YOUR INSTRUCTIONS
Please copy out the records below, swapping every "innermost point" for "deepest point" and leaving everything else unchanged.

Source records:

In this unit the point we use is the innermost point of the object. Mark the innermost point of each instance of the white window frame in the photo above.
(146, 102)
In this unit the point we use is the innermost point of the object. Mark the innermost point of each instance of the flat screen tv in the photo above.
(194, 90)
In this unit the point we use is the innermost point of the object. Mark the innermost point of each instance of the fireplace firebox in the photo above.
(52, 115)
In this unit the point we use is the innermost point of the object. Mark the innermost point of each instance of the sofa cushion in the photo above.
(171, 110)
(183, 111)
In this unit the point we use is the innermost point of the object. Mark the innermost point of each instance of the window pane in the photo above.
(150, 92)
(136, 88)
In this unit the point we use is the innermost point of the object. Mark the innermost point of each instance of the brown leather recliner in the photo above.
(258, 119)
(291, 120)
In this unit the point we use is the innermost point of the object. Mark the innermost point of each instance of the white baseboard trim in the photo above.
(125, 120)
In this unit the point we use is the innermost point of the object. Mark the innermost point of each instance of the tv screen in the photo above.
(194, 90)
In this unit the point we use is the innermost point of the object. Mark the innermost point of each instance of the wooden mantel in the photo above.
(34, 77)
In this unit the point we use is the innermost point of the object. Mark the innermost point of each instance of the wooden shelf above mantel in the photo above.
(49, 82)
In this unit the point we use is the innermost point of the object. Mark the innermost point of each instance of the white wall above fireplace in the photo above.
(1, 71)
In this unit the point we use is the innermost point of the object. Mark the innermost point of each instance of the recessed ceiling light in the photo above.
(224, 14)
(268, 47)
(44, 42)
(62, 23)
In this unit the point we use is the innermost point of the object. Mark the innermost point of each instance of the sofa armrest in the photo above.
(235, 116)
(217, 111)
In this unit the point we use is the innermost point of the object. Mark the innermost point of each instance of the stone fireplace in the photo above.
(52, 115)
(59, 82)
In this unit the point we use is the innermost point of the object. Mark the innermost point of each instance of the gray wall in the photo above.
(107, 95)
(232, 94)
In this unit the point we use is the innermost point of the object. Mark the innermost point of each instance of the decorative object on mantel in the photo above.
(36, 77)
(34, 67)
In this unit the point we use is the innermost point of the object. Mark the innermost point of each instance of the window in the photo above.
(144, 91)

COMPLETED TASK
In this unit the point we use is the deepest point of the object. Mark the deepest point of each instance of the white window frame in the photo above.
(146, 102)
In this unit the point we use is the deepest point of the object. Mark the deepest point of each instance of the flat screen tv in the photo above.
(194, 90)
In this unit the point we use is the deepest point of the object. Mark the deepest point of each instance of the fireplace firebox in the photo above.
(52, 115)
In this unit the point we use is the deepest point of the object. Mark the deepest point of each instance of the sofa cushion in the photo above.
(171, 110)
(183, 111)
In this unit the point we use is the deepest point of the object. Mark the deepest point of each instance of the window pane in the photo above.
(150, 92)
(136, 88)
In this unit the point we use is the deepest point of the object. Mark the deepest point of each instance of the brown leather recliner in the photo above.
(258, 119)
(291, 120)
In this unit the point we use is the deepest point of the object. Mark the deepest point of each instance of the white baseboard trim in the photo above.
(125, 120)
In this unit the point we use is the deepest point of the object. Mark the deepest point of each instance of the tv screen in the photo above.
(194, 90)
In this unit the point we use is the deepest point of the object. Mark the deepest point of each instance of the wooden mantel in the photo above.
(34, 77)
In this unit the point we use is the deepest point of the object. Mark the deepest point of each instance of the wooden shelf above mantel in the photo above.
(49, 82)
In this unit the point we use is the deepest point of the object. Mark the deepest point of each instance of the white wall above fireplace in the photo above.
(1, 71)
In this unit the point we use is the deepest point of the object. Mark the deepest point of each instance of the recessed ceiling light in the photo above.
(224, 14)
(268, 47)
(44, 42)
(62, 23)
In this unit the point we use is the deepest point of the object. Mark the deepest point of each instance of the sofa armrest in the photo above.
(235, 116)
(217, 111)
In this unit the point we use is the deepest point of the object. Mark the deepest point of each instance of the stone fireplace in the photo above.
(52, 115)
(59, 82)
In this unit the point we use is the deepest point of the object. Mark the deepest point of each instance of the gray wall in the photo above.
(107, 95)
(232, 94)
In this unit the point we use is the deepest point of the object. Mark the deepest point of each instance of the decorative object on mantel in the photo above.
(36, 77)
(34, 67)
In this unit the point we use is the deepest point of the object. Mark the deepest point of each instance of the window in the photo above.
(144, 91)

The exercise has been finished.